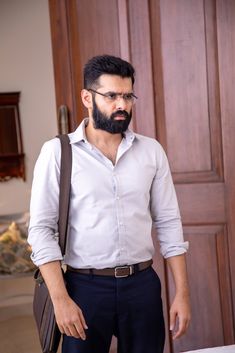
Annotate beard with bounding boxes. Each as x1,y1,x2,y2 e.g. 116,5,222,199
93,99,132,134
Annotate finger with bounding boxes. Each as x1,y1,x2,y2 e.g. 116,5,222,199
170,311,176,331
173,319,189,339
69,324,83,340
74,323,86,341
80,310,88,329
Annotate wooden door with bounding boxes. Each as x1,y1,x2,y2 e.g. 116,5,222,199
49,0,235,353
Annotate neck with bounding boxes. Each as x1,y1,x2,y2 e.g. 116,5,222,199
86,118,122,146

******

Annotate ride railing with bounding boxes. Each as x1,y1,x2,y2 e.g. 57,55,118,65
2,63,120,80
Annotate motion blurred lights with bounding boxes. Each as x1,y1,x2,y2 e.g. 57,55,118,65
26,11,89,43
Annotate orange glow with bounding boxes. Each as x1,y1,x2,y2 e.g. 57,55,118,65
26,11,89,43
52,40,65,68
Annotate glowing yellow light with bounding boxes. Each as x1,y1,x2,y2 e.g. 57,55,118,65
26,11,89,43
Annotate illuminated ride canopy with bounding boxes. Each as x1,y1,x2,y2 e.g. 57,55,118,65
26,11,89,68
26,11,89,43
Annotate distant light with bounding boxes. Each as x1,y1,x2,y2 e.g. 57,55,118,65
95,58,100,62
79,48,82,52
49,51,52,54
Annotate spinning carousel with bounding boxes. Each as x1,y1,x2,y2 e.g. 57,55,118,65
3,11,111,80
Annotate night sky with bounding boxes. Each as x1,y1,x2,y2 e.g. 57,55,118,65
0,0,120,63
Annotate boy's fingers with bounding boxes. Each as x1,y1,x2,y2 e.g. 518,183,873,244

******

Edit the rows starting at the one containing "Annotate beard with" and ending at the one containing "86,118,122,146", replacing "wooden door" with "front door" and leaving everything else as it is. Give back only those rows.

Annotate beard with bounding boxes. Each as x1,y1,x2,y2 e.g. 116,5,222,199
93,99,132,134
Annotate finger with bounding boxes. Each as x1,y1,x2,y2 e.g. 116,5,222,199
170,311,176,331
173,319,189,339
69,324,83,340
74,323,86,341
80,310,88,329
Annotate front door with bounding boxes. Each as x1,y1,x2,y2 e.g. 116,5,222,199
49,0,235,353
Annotate neck with bounding boxes. Each as x1,y1,x2,y2 e.g. 116,5,222,199
86,118,122,146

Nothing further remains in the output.